◆ **Text excerpt**:

┄┄┄┄┄┄

# subtitle_dataframes
We can populate two dataframes containing various information on subtitles. One will focus on the actual subtitles and features we can extract from them. The other will focus on actual sentences, for NLP analysis. This second dataframe is necessary because certain pieces of dialogue, like very long sentences, may span multiple subtitle objects.

We start with an example from *Before Sunrise* (1995), a romance consisting entirely of naturalistic dialogue between two characters falling in love.

In [1]:
import pysrt
import spacy
import pandas as pd
import datetime
from subtitle_cleaning_io import *
from subtitle_dataframes_io import *
from subtitle_auxiliary_io import *
from phrases_io import *
import spacy

pd.set_option('display.max_colwidth', None)
nlp = spacy.load('en')

In [2]:
subs = pysrt.open('../subtitles/before_sunrise.srt')
subs.insert(0, subs[0])

# Raw DataFrame
As an example before we get to the main DataFrames, we'll create a raw DataFrame with basic subtitle information.

For each subtitle object, we extract the index number, the text, and the start and end times. Sometimes subtitle text has two separate lines to indicate two charaters speaking — we can detect this and break them out into their own column. We also detect subtitle text that spans both lines, but are part of the same sentence. These are separated by a newline character, which we remove.

In [3]:
indices = []
texts = []
start_times = []
end_times = []
top_lines = []
bottom_lines = []

for sub in subs[1:]:
    indices.append(sub.index)
    texts.append(sub.text)
    start_times.append(sub.start.to_time())
    end_times.append(sub.end.to_time())
    top_line, bottom_line = concat_sep_lines(sub.text)
    if bottom_line != 0:
        top_lines.append(top_line)
        bottom_lines.append(bottom_line)
    else:
        top_lines.append(top_line)

┄┄┄┄┄┄

◆ **Record list**:
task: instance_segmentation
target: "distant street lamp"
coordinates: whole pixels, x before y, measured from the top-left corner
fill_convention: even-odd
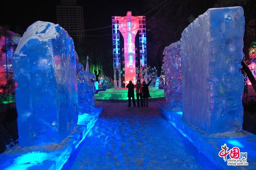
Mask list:
[[[20,38],[22,37],[19,34],[15,33],[11,34],[11,39],[12,42],[16,45],[18,45]]]

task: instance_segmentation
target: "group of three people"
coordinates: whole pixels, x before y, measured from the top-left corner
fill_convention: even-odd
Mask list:
[[[140,80],[138,80],[135,85],[132,83],[131,81],[129,82],[129,83],[126,86],[126,88],[128,88],[128,106],[131,106],[131,98],[132,100],[133,106],[134,107],[136,106],[134,96],[134,88],[136,88],[136,97],[137,98],[138,107],[140,107],[140,106],[141,107],[143,106],[146,107],[148,106],[148,98],[150,97],[149,91],[148,90],[148,86],[152,81],[152,80],[150,80],[147,84],[146,84],[146,82],[144,81],[142,82],[142,84],[140,83]]]

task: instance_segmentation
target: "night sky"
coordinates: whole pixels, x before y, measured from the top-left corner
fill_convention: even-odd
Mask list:
[[[164,7],[170,1],[170,3]],[[255,18],[256,15],[255,0],[130,0],[129,2],[127,0],[77,0],[77,5],[83,7],[84,29],[86,30],[110,26],[112,16],[125,16],[128,11],[132,11],[133,16],[143,15],[165,1],[166,2],[158,8],[145,15],[147,22],[156,14],[153,19],[146,24],[147,57],[148,64],[160,69],[162,64],[162,53],[164,47],[180,40],[182,31],[190,22],[192,22],[208,9],[242,6],[244,11],[246,23]],[[19,26],[24,32],[28,26],[38,20],[56,24],[56,6],[60,5],[60,0],[4,1],[1,2],[0,5],[0,26],[8,25],[10,26],[10,30],[14,32],[16,32],[16,27]],[[156,14],[158,11],[160,12]],[[111,27],[85,32],[85,35],[101,35],[111,33]],[[138,35],[136,38],[137,39]],[[122,41],[122,36],[120,37]],[[85,44],[80,48],[84,51],[79,51],[78,46],[75,44],[79,58],[80,56],[82,56],[85,61],[87,55],[92,56],[96,49],[100,48],[102,53],[107,53],[105,55],[107,56],[104,57],[107,58],[104,60],[107,62],[105,63],[109,64],[104,66],[105,70],[112,70],[112,36],[86,36],[84,39]],[[99,46],[95,46],[97,45]],[[138,44],[135,46],[135,47],[138,48]],[[137,60],[139,59],[136,58]],[[113,74],[111,72],[109,73],[108,76]]]
[[[132,0],[129,3],[118,1],[77,0],[77,5],[82,6],[84,9],[85,29],[111,26],[112,16],[125,16],[127,11],[137,11],[142,8],[140,0]],[[30,25],[38,20],[56,24],[56,6],[60,5],[60,1],[8,1],[1,4],[0,25],[10,26],[10,29],[15,32],[17,26],[25,31]],[[142,12],[145,9],[141,11]],[[133,12],[133,15],[143,14],[136,13]],[[111,33],[111,28],[108,28],[95,32],[90,32],[91,34],[88,34],[99,35]]]

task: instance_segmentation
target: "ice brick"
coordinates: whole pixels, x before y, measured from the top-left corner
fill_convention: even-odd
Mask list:
[[[180,41],[171,44],[164,48],[164,65],[166,85],[164,87],[165,108],[172,112],[182,111]]]
[[[77,55],[77,54],[76,55]],[[78,57],[76,58],[78,59]],[[85,70],[83,64],[78,62],[76,66],[78,111],[79,115],[82,115],[85,113],[91,113],[94,109],[95,75],[93,73],[90,74],[88,60]]]
[[[183,118],[208,134],[242,129],[244,26],[241,7],[210,9],[182,34]]]
[[[38,21],[13,57],[19,145],[59,143],[77,121],[74,43],[59,25]]]
[[[80,63],[76,66],[76,75],[78,76],[79,114],[82,115],[84,113],[91,113],[95,107],[94,75],[85,71],[84,66]]]

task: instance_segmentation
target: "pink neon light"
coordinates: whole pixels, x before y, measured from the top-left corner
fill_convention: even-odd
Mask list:
[[[124,41],[125,86],[130,80],[133,83],[136,82],[134,43],[135,37],[139,29],[139,19],[138,17],[132,16],[131,11],[127,12],[126,17],[119,19],[119,30]]]

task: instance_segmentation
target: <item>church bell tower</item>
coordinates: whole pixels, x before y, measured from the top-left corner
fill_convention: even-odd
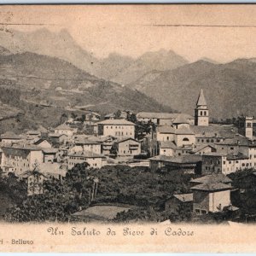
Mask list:
[[[195,125],[198,126],[209,125],[209,109],[202,89],[195,108]]]

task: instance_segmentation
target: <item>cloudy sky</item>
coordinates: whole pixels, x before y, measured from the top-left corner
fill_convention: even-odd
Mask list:
[[[2,27],[68,30],[99,57],[172,49],[190,61],[256,57],[256,5],[1,6]]]

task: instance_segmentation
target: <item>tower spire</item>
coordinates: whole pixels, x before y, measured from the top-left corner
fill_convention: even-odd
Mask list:
[[[195,125],[200,126],[208,126],[209,125],[209,110],[202,89],[200,91],[195,109]]]
[[[197,102],[196,102],[196,106],[207,106],[207,100],[206,97],[204,96],[204,91],[201,89],[200,91],[200,95],[198,96]]]

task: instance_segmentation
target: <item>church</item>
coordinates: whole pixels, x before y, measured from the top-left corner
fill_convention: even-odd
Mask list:
[[[240,127],[234,125],[209,123],[209,109],[203,90],[201,90],[195,108],[195,121],[187,114],[178,113],[171,124],[157,125],[152,132],[152,155],[182,156],[216,152],[228,140],[244,143],[253,137],[250,117],[239,118]],[[224,147],[221,147],[221,148]]]

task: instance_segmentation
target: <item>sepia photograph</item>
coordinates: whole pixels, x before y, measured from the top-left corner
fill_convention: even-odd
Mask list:
[[[255,39],[249,4],[0,6],[0,252],[253,230]]]

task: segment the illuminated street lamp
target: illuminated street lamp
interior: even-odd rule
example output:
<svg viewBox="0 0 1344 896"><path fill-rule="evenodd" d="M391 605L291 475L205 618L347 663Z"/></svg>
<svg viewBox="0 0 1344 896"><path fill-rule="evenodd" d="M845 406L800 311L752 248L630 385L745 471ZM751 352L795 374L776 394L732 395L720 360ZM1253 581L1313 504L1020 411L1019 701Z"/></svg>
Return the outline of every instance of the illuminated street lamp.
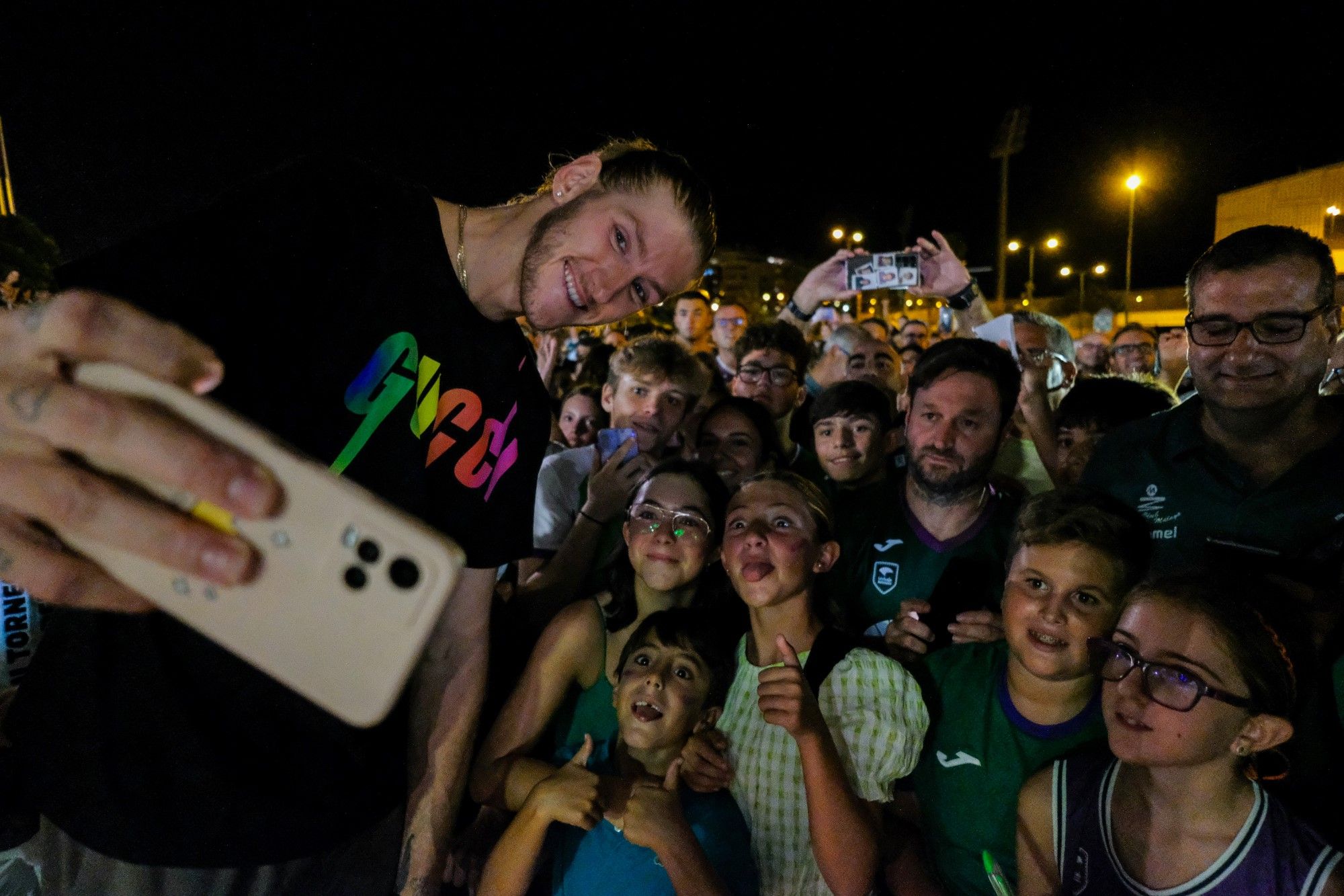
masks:
<svg viewBox="0 0 1344 896"><path fill-rule="evenodd" d="M1129 312L1129 276L1134 268L1134 198L1138 195L1138 184L1144 180L1138 175L1129 175L1125 186L1129 187L1129 239L1125 241L1125 309Z"/></svg>
<svg viewBox="0 0 1344 896"><path fill-rule="evenodd" d="M1087 289L1087 274L1090 273L1094 277L1102 277L1102 276L1106 274L1107 270L1110 270L1110 269L1105 265L1105 262L1097 262L1095 265L1093 265L1091 270L1089 270L1087 268L1079 268L1078 269L1077 273L1078 273L1078 312L1079 313L1085 312L1085 308L1083 308L1083 296L1086 295L1086 289ZM1063 268L1059 269L1059 276L1060 277L1067 277L1067 276L1070 276L1073 273L1074 273L1074 269L1070 268L1068 265L1064 265ZM1125 303L1125 313L1126 315L1129 313L1129 303L1128 301ZM1125 319L1125 323L1129 323L1128 316Z"/></svg>
<svg viewBox="0 0 1344 896"><path fill-rule="evenodd" d="M1050 237L1040 242L1042 249L1054 250L1059 248L1059 237ZM1019 252L1021 242L1013 239L1008 244L1008 252ZM1027 299L1036 297L1036 244L1027 246Z"/></svg>
<svg viewBox="0 0 1344 896"><path fill-rule="evenodd" d="M835 227L831 230L831 239L835 242L843 242L845 249L853 249L855 245L863 242L862 230L845 230L844 227Z"/></svg>

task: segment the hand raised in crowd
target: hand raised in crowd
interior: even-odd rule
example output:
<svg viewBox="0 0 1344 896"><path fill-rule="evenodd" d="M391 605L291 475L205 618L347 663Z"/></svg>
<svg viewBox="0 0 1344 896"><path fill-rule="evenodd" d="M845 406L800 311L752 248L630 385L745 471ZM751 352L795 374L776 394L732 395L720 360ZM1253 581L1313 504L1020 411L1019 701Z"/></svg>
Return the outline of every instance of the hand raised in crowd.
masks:
<svg viewBox="0 0 1344 896"><path fill-rule="evenodd" d="M249 581L257 552L71 460L153 479L245 519L281 505L276 479L242 452L148 402L78 386L70 370L106 361L196 394L223 378L215 352L179 327L91 291L0 315L0 573L50 604L144 612L153 605L60 544L46 523L200 576Z"/></svg>
<svg viewBox="0 0 1344 896"><path fill-rule="evenodd" d="M921 613L933 611L927 600L902 600L896 618L887 626L883 635L887 652L892 659L903 663L919 659L929 652L933 643L933 630L919 622Z"/></svg>
<svg viewBox="0 0 1344 896"><path fill-rule="evenodd" d="M620 515L630 491L653 467L653 459L645 453L628 459L632 448L634 439L626 439L606 463L602 463L601 452L593 452L593 475L589 476L589 495L583 502L583 513L593 519L607 522Z"/></svg>
<svg viewBox="0 0 1344 896"><path fill-rule="evenodd" d="M757 706L761 708L761 714L771 725L789 732L794 740L827 731L817 696L812 693L812 686L802 675L798 652L784 635L775 638L775 644L784 654L784 665L761 670L757 685Z"/></svg>
<svg viewBox="0 0 1344 896"><path fill-rule="evenodd" d="M810 315L828 299L853 299L857 296L856 289L849 289L844 262L847 258L860 254L867 253L862 249L841 249L809 270L798 288L793 291L793 304L801 308L805 315Z"/></svg>
<svg viewBox="0 0 1344 896"><path fill-rule="evenodd" d="M560 358L560 338L554 332L536 335L536 373L547 387L551 385L551 374L555 373L555 362Z"/></svg>
<svg viewBox="0 0 1344 896"><path fill-rule="evenodd" d="M712 794L732 783L728 739L718 728L691 735L681 748L681 780L698 794Z"/></svg>
<svg viewBox="0 0 1344 896"><path fill-rule="evenodd" d="M634 782L621 819L621 833L628 841L660 852L677 839L695 837L681 814L681 799L676 792L680 771L681 760L675 759L663 780L648 778Z"/></svg>
<svg viewBox="0 0 1344 896"><path fill-rule="evenodd" d="M933 241L919 237L906 252L919 256L919 285L910 287L911 296L952 296L970 283L966 265L937 230L933 231Z"/></svg>
<svg viewBox="0 0 1344 896"><path fill-rule="evenodd" d="M587 770L593 756L593 736L583 735L583 745L570 761L542 779L527 795L524 810L548 821L593 830L602 821L598 776Z"/></svg>
<svg viewBox="0 0 1344 896"><path fill-rule="evenodd" d="M952 632L954 644L1003 640L1004 618L992 609L968 609L957 613L957 622L950 623L948 631Z"/></svg>

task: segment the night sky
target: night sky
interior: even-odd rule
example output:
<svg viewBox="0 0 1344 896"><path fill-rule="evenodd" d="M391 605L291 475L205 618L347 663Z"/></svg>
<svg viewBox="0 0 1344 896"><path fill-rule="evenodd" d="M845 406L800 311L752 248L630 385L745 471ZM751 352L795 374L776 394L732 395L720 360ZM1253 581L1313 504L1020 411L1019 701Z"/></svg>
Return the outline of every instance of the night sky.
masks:
<svg viewBox="0 0 1344 896"><path fill-rule="evenodd" d="M67 257L305 152L485 203L548 152L637 133L711 182L723 245L820 260L836 223L871 249L939 227L992 264L989 145L1030 104L1009 235L1066 239L1038 291L1064 262L1120 283L1134 168L1142 289L1180 281L1219 192L1344 160L1339 22L1288 4L1218 26L1171 11L1189 4L98 5L0 15L16 204Z"/></svg>

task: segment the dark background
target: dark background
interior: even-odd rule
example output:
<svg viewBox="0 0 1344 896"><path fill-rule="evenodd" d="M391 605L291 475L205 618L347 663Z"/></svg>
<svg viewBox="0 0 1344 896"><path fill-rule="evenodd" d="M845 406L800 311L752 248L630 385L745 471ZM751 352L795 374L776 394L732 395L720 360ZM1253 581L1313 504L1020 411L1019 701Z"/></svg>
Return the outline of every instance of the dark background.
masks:
<svg viewBox="0 0 1344 896"><path fill-rule="evenodd" d="M16 204L67 257L304 152L484 203L641 135L708 178L723 245L810 261L836 223L871 249L939 227L992 264L988 151L1030 104L1009 237L1066 239L1039 291L1059 264L1122 277L1136 168L1142 289L1208 245L1216 194L1344 160L1332 4L101 5L0 12Z"/></svg>

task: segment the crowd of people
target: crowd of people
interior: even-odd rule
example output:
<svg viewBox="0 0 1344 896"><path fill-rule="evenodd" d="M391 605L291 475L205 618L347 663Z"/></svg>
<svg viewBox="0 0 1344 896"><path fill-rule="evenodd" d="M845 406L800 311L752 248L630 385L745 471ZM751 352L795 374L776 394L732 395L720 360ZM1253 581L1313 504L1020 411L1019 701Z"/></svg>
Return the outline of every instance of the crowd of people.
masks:
<svg viewBox="0 0 1344 896"><path fill-rule="evenodd" d="M325 194L352 180L378 199ZM274 210L255 191L224 200L69 266L66 292L0 322L15 358L0 425L47 447L0 464L27 495L5 505L0 573L54 607L8 714L0 702L0 857L47 887L31 892L1344 892L1344 400L1324 385L1340 336L1325 244L1279 226L1223 238L1189 269L1183 328L1074 335L1019 311L995 343L974 336L988 304L937 231L910 248L913 292L953 308L950 326L814 322L853 296L851 250L767 319L676 292L712 250L714 211L681 160L645 144L582 156L492 210L431 207L344 168L277 183ZM456 365L534 474L458 510L438 507L466 482L437 455L438 479L406 483L478 574L431 643L444 663L426 661L371 732L171 619L117 612L130 599L34 529L82 513L156 550L116 531L116 505L70 510L67 482L116 496L62 464L99 440L192 436L149 432L129 406L99 406L116 426L63 432L89 405L50 361L218 383L210 348L102 293L219 357L284 344L306 316L271 309L262 335L172 307L202 265L258 250L239 215L341 257L324 316L375 300L362 319ZM411 285L456 304L388 299L388 278L419 277L395 253L348 285L348 248L394 235L430 258ZM280 272L292 252L257 265ZM664 296L671 330L646 313ZM337 332L312 340L325 352ZM329 393L336 362L355 373L362 354L286 394ZM251 397L273 375L222 391L292 437L289 408ZM513 431L511 404L531 412ZM401 463L386 435L370 451ZM176 475L269 513L274 483L212 463L228 475ZM164 542L167 523L137 519ZM254 574L241 560L204 572ZM388 796L398 776L409 796Z"/></svg>

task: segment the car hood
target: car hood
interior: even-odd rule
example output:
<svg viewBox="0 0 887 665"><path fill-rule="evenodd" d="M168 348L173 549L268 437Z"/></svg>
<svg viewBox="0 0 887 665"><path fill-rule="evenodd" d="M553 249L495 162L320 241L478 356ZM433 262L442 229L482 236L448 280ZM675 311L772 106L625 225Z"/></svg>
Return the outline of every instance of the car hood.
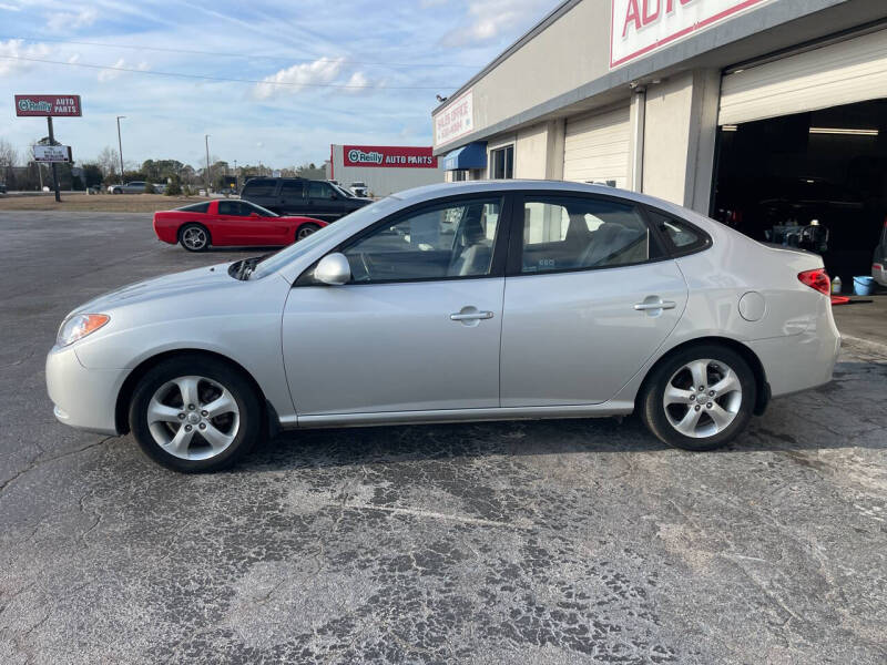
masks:
<svg viewBox="0 0 887 665"><path fill-rule="evenodd" d="M165 296L179 295L186 291L204 289L217 284L236 284L237 282L228 275L227 263L185 270L153 277L143 282L136 282L121 287L116 290L103 294L84 303L71 314L91 313L101 314L120 305L131 305L144 300L153 300ZM70 315L69 315L70 316Z"/></svg>

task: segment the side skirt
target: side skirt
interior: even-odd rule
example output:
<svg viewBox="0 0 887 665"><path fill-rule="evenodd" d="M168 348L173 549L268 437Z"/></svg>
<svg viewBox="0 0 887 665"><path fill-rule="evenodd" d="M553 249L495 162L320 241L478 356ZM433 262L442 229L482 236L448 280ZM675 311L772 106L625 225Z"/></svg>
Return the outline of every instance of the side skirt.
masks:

┄┄┄┄┄┄

◆ **Stated exercise 1**:
Check each statement against the subtitle dataframes notebook and answer yes or no, quoting the exact words of the notebook that decide it: (a) The second dataframe is meant for sentence-level NLP analysis. (b) The notebook calls *Before Sunrise* a thriller. (c) The newline character in subtitle text that spans both lines is kept.
◆ **Stated exercise 2**:
Carry the subtitle dataframes notebook forward from its final line of code.
The rows play no part in what comes next.

◆ **Task result 1**:
(a) Yes: "The other will focus on actual sentences, for NLP analysis."
(b) No: "a romance consisting entirely of naturalistic dialogue between two characters falling in love."
(c) No: "These are separated by a newline character, which we remove."

◆ **Task result 2**:
        bottom_lines.append('')

We zip all the lists together to get the raw DataFrame.

In [4]:
raw_df = pd.DataFrame(list(zip(indices, texts, start_times, end_times, top_lines, bottom_lines)), columns = ['index', 'text', 'start_time', 'end_time', 'top_line', 'bottom_line']) 
raw_df = raw_df.set_index('index')

In [5]:
raw_df[452:456]

Unnamed: 0_level_0,text,start_time,end_time,top_line,bottom_line
index,Unnamed: 1_level_1,Unnamed: 2_level_1,Unnamed: 3_level_1,Unnamed: 4_level_1,Unnamed: 5_level_1
453,CELINE: That's the Danube over there.,00:31:01.319000,00:31:03.923000,CELINE: That's the Danube over there.,
454,"- JESSE: That's a river, right?\n- (chuckling) Yeah.",00:31:03.947000,00:31:07.158000,"JESSE: That's a river, right?",(chuckling) Yeah.
455,This is gorgeous.,00:31:14.832000,00:31:18.294000,This is gorgeous.,
456,"Yeah, this is beautiful.",00:31:19.045000,00:31:21.214000,"Yeah, this is beautiful.",


Subtitle 454 is an example of a single subtitle that contains dialogue from two characters. We'll want to treat these separately.

# Subtitle DataFrame
Next, we can create a DataFrame which has one row per subtitle line of dialogue. The above example of subtitle 454 will be broken into rows in the DataFrame.

In [6]:
indices = []
original_texts = []
start_times = []
end_times = []
concat_sep_texts = []
separated_flag = []

for sub in subs:
    indices.append(sub.index)
    original_texts.append(sub.text)
    start_times.append(sub.start.to_time())
    end_times.append(sub.end.to_time())
    top_line, bottom_line = concat_sep_lines(sub.text)
    if bottom_line != 0:
        concat_sep_texts.append(top_line)
        separated_flag.append(1)
        separated_flag.append(1)
        
        indices.append(sub.index)
        original_texts.append(sub.text)
        start_times.append(sub.start.to_time())
        end_times.append(sub.end.to_time())
        concat_sep_texts.append(bottom_line)
    else:
        concat_sep_texts.append(top_line)
        separated_flag.append(0)

In [7]:
subtitle_df = pd.DataFrame(list(zip(indices, original_texts, start_times, end_times, concat_sep_texts, separated_flag)), columns = ['subtitle_index', 'original_text', 'start_time', 'end_time', 'concat_sep_text', 'separated_flag'])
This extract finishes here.